- [TEXT EXCERPT]:
+++++
Resolution — the sharpness of the picture — is a second major factor for buyers. A few years ago, there was a complex variety of choices, but there are now just two — 720p or 1080p. (These terms refer to the number of lines on the screen, with anything higher than 720 considered high definition.)
Generally, 1080 offers finer resolution at a higher price, but that is not the end of the story because television broadcasts, DVDs and Blu-ray all enter the set at different resolutions. To make the number of lines from the source match the number of lines on the set, the television must use its computing power to scale the picture, and its ultimate quality will depend on how well the set’s computer and software do their jobs.
+++++
- [STATED PROBLEM 1]: Show each line of the records below that contains the word "skirt".
+++++
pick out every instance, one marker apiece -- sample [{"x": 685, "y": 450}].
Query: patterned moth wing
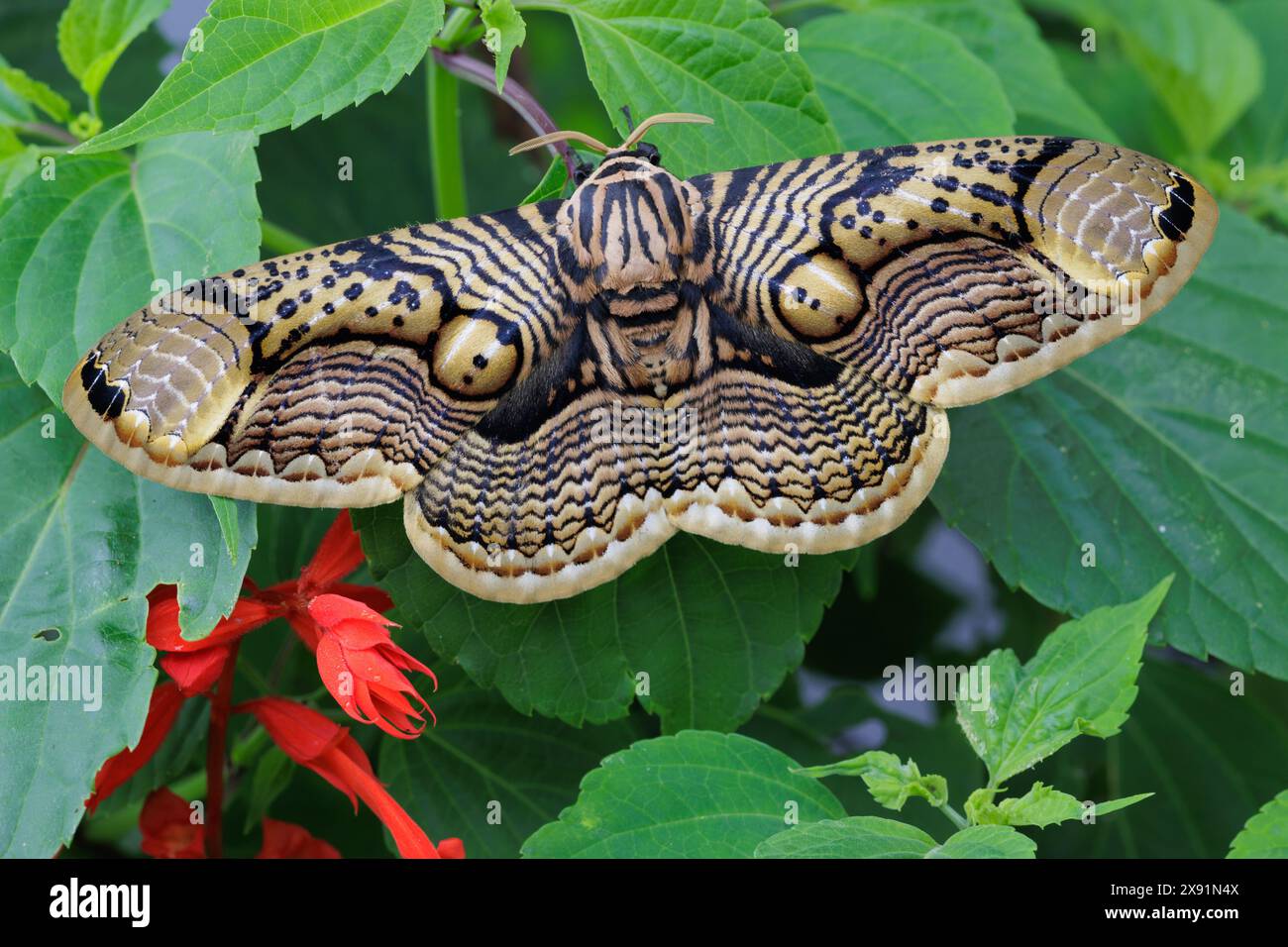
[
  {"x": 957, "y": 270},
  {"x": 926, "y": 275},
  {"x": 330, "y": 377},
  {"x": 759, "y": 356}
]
+++++
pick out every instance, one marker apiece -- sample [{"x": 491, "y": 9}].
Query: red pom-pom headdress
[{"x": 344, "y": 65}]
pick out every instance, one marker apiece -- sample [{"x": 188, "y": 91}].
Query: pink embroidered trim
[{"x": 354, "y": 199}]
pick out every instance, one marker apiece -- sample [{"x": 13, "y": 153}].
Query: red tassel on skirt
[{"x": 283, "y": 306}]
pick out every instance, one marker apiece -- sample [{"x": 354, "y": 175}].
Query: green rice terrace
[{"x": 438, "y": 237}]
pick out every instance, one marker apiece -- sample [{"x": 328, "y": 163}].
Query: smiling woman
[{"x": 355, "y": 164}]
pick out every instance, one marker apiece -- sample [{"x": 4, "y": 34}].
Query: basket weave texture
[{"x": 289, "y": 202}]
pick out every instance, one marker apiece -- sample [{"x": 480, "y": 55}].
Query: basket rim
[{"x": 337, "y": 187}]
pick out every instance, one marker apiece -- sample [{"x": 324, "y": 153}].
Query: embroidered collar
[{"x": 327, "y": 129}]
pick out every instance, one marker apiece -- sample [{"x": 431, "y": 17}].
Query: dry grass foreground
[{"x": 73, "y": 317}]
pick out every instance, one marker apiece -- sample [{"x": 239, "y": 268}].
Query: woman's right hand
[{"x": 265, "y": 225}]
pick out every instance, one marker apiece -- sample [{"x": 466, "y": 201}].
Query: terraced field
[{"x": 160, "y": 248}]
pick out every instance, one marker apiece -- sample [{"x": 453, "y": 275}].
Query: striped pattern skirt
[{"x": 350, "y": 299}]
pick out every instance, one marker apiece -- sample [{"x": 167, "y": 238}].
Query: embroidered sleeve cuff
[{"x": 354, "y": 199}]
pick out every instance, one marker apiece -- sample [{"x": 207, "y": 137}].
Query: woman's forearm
+++++
- [STATED PROBLEM 2]: Please write out, word for word, the stretch of the text on television resolution from "Generally, 1080 offers" through "do their jobs.".

- [WRITTEN RESPONSE 1]:
Query: red tassel on skirt
Query: striped pattern skirt

- [WRITTEN RESPONSE 2]:
Generally, 1080 offers finer resolution at a higher price, but that is not the end of the story because television broadcasts, DVDs and Blu-ray all enter the set at different resolutions. To make the number of lines from the source match the number of lines on the set, the television must use its computing power to scale the picture, and its ultimate quality will depend on how well the set’s computer and software do their jobs.